- [Instructions for the task]: Your answer should be every line with the word "each", copied from the data below.

- [Exercise data]:
——

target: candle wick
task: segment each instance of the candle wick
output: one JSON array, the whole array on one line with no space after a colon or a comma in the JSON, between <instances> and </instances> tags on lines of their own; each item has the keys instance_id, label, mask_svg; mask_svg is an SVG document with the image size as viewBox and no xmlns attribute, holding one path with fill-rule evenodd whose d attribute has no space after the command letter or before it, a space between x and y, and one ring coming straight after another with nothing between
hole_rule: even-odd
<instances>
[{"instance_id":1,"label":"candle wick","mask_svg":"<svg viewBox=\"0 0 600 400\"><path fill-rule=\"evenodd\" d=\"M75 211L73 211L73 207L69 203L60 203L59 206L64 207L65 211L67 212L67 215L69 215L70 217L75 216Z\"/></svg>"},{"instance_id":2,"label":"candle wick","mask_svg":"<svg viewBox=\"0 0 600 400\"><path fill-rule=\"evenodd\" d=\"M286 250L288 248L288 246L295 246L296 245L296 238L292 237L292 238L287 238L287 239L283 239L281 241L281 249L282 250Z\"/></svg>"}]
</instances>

——

- [Solution below]:
task: segment each instance of the candle wick
output: one JSON array, the whole array on one line with no space after a colon or a comma in the JSON, between <instances> and </instances> tags on lines of their own; each item has the keys instance_id, label, mask_svg; mask_svg is an SVG document with the image size as viewBox and no xmlns attribute, holding one path with fill-rule evenodd whose d attribute has no space after the command letter or before it, a space between x and y, and one ring coming straight after another with nothing between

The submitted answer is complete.